--- DATASET RECORDS ---
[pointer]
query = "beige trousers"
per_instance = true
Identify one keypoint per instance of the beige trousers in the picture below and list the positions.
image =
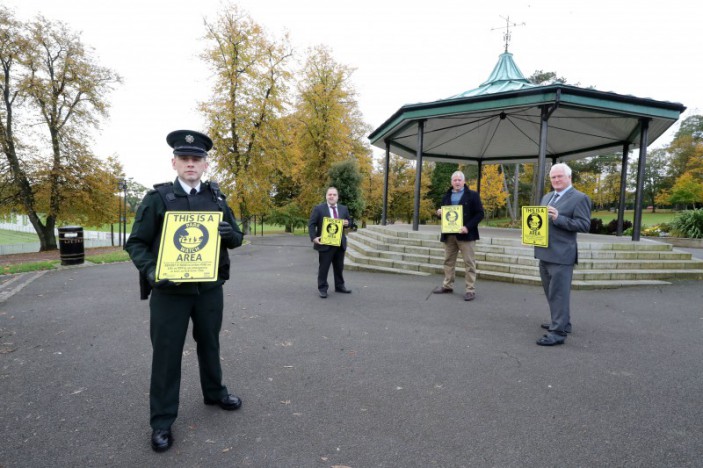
(452, 247)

--- YOUR TASK ---
Rewrite the records above with "trousers" replaced by "pants" everywhere and everything else unchanged. Leave the pictures out.

--- FULL ANSWER ---
[pointer]
query = "beige pants"
per_instance = true
Identify one keypoint per instance of the beige pants in the picture below and list the positions.
image =
(452, 247)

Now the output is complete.